EXERCISES:
a – In the interview, at which university did the speaker complete a PhD in developmental psychology?
b – What areas of coursework does the interview list as part of the speaker's undergraduate training?

Susan taught me a number of ways of thinking about the field and my career that have proven to be invaluable. She taught me how to be mastery-oriented in my research. She helped me move beyond feelings of frustration when I encountered obstacles, an inevitable part of the scientific process, particularly if you study unorthodox research topics without previously established research literatures and methodological toolkits within your discipline. She helped me learn how to make the topics I am interested in relevant to theoretical questions psychologists recognize as central to understanding human cognition and social behavior. Susan also taught me how to be an independent thinker. High-impact scientific contributions require more than taking what someone else has already done and tinkering with it a bit to get a publication. Instead, it is important to approach old problems in new ways and be willing to challenge conventional ways of thinking and conducting research. I am profoundly grateful for her exceptional mentorship, and for her support of everything I wanted to do — from studying AIDS in South Africa to pursuing an academic career.
My undergraduate mentors, Gail Heyman and Sonja Baumer, have been longstanding sources of support and encouragement. They introduced me to diverse methodologies and theoretical perspectives, inspiring me to pursue a career in psychological research.
Paul Harris, Henry Wellman, and Harvey Whitehouse have been exceptionally supportive mentors and have made highly influential contributions to my professional development and training.
I am also grateful to Joe Henrich, Ara Norenzayan, Alison Gopnik, Paul Rozin, Paul Bloom, Frank Keil, Bruce Hood, Maureen Callanan, Doug Medin, Robert McCauley, Margaret Evans, Tanya Luhrmann, Michael Cole, Deb Kelemen, Amanda Woodward, Art Markman, and David Buss for intellectual inspiration and support of my research program. The success of my research program is due in large part to the mentorship and support of my colleagues. I strive to provide the kind of supportive mentorship I have received to other junior scholars and students.
What unique factors have contributed to your early success?
My undergraduate training in human development and cultural studies at the University of California, San Diego, was highly interdisciplinary. It included coursework in cognitive science, cognitive and psychological anthropology, engineering, and evolutionary biology. The diversity of my undergraduate training has allowed me to approach psychological research from the perspective of multiple scientific disciplines. My research interests often begin outside the traditional boundaries of psychological inquiry. For example, ethnography is full of rich psychological insights about human behavior; I often use ethnographic data to inform the design of my experimental research.
In graduate school, I participated in the Culture and Cognition Program while completing my PhD in developmental psychology at the University of Michigan. The combination of coursework and methodological training in cognitive anthropology and experimental psychology provided me with the diverse tool kit required to conduct research at the intersection of psychology and anthropology.
What does winning this award mean to you both personally and professionally?
This award provides recognition of the scientific value of the kind of interdisciplinary, unorthodox research that I conduct. Interdisciplinary research is the future of social science, and I am honored to be part of this scientific movement.

DATASET RECORDS:
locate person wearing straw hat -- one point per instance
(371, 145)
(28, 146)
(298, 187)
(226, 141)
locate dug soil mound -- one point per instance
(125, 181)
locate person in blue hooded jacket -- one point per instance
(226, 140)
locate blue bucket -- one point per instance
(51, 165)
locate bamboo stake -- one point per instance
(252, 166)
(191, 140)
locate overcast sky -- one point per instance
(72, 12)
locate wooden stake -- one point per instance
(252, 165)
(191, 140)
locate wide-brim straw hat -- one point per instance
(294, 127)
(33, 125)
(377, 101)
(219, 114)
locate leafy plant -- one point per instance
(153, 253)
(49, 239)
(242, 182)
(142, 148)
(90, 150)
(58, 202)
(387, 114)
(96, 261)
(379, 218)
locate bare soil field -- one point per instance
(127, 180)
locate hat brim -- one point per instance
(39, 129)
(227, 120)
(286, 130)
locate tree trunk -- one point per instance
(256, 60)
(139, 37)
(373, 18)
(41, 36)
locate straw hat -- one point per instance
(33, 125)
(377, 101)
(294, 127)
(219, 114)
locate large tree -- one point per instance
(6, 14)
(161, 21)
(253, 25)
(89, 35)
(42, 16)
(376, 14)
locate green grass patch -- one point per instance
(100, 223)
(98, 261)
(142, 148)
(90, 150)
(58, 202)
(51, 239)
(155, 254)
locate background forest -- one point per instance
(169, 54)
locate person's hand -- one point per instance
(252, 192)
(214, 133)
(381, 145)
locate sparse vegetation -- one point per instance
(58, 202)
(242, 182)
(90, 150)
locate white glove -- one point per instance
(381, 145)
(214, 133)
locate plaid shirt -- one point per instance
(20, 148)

ANSWERS GIVEN:
a – The University of Michigan.

b – Cognitive science; cognitive and psychological anthropology; engineering; evolutionary biology.